> [SUPPLIED RECORDS]
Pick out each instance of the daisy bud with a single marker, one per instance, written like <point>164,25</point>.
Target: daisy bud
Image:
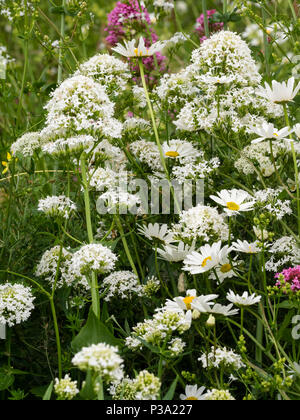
<point>196,314</point>
<point>181,283</point>
<point>211,322</point>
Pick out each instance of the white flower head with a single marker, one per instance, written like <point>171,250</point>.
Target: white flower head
<point>130,49</point>
<point>156,231</point>
<point>206,259</point>
<point>176,253</point>
<point>192,392</point>
<point>65,388</point>
<point>101,358</point>
<point>280,93</point>
<point>244,300</point>
<point>234,201</point>
<point>178,149</point>
<point>246,247</point>
<point>60,206</point>
<point>268,131</point>
<point>297,130</point>
<point>16,304</point>
<point>221,310</point>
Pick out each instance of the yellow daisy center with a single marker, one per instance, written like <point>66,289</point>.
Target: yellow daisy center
<point>204,264</point>
<point>172,154</point>
<point>233,206</point>
<point>226,268</point>
<point>137,52</point>
<point>188,302</point>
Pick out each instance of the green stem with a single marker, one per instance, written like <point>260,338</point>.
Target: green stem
<point>286,115</point>
<point>56,329</point>
<point>206,24</point>
<point>293,10</point>
<point>162,157</point>
<point>95,286</point>
<point>62,34</point>
<point>266,44</point>
<point>125,244</point>
<point>225,10</point>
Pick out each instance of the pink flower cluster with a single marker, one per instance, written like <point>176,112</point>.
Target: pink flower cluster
<point>130,20</point>
<point>289,276</point>
<point>213,26</point>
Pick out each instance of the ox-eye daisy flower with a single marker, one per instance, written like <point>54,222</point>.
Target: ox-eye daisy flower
<point>244,300</point>
<point>268,131</point>
<point>245,247</point>
<point>206,259</point>
<point>130,49</point>
<point>223,271</point>
<point>183,304</point>
<point>234,201</point>
<point>280,93</point>
<point>193,393</point>
<point>178,149</point>
<point>221,310</point>
<point>157,231</point>
<point>176,253</point>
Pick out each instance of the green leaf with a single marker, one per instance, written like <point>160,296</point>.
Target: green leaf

> [AIM] Please lay out the listing above as a JSON list of strings, one string per line, with blank lines dropped and the pictures left out.

> [SOLUTION TO THIS PROBLEM]
[
  "Pick out each instance of the daisy bud with a single marker, one per instance, written like <point>164,25</point>.",
  "Target: daisy bud",
  "Image:",
  "<point>196,314</point>",
  "<point>181,283</point>",
  "<point>211,322</point>",
  "Pick out each instance of the white flower head with a single marker, one per instance, written like <point>171,250</point>.",
  "Target: white flower head",
  "<point>130,49</point>",
  "<point>156,231</point>",
  "<point>206,259</point>",
  "<point>176,253</point>",
  "<point>192,392</point>",
  "<point>65,388</point>",
  "<point>101,358</point>",
  "<point>280,93</point>",
  "<point>244,300</point>",
  "<point>234,201</point>",
  "<point>178,149</point>",
  "<point>246,247</point>",
  "<point>60,206</point>",
  "<point>268,131</point>",
  "<point>297,130</point>",
  "<point>16,304</point>",
  "<point>221,310</point>",
  "Pick out each instance of the yellow daisy center with a single marker, one per instance, written like <point>66,289</point>.",
  "Target: yellow daisy center",
  "<point>204,264</point>",
  "<point>172,154</point>",
  "<point>233,206</point>",
  "<point>226,268</point>",
  "<point>137,52</point>",
  "<point>188,302</point>",
  "Pick out each instance of the green stem with a single marker, one per instance, written like <point>260,338</point>.",
  "Target: green stem",
  "<point>286,115</point>",
  "<point>56,329</point>",
  "<point>206,24</point>",
  "<point>293,10</point>",
  "<point>162,157</point>",
  "<point>95,286</point>",
  "<point>62,34</point>",
  "<point>266,44</point>",
  "<point>125,244</point>",
  "<point>225,10</point>",
  "Pick out each instance of the pink flower cluster with a single marker, one per instance, written like <point>176,112</point>.",
  "Target: pink flower cluster",
  "<point>130,20</point>",
  "<point>289,276</point>",
  "<point>213,26</point>",
  "Pick out each instance of the ox-eye daisy flower with a single marker, one per instance, written like <point>54,222</point>.",
  "Target: ox-eye daisy flower",
  "<point>244,300</point>",
  "<point>268,131</point>",
  "<point>245,247</point>",
  "<point>206,259</point>",
  "<point>130,49</point>",
  "<point>223,271</point>",
  "<point>183,304</point>",
  "<point>234,201</point>",
  "<point>280,93</point>",
  "<point>193,393</point>",
  "<point>178,149</point>",
  "<point>221,310</point>",
  "<point>157,231</point>",
  "<point>176,253</point>",
  "Pick out each instance of the green leaf with a single marker, one per instance, written like <point>160,296</point>.",
  "Target: green leaf"
]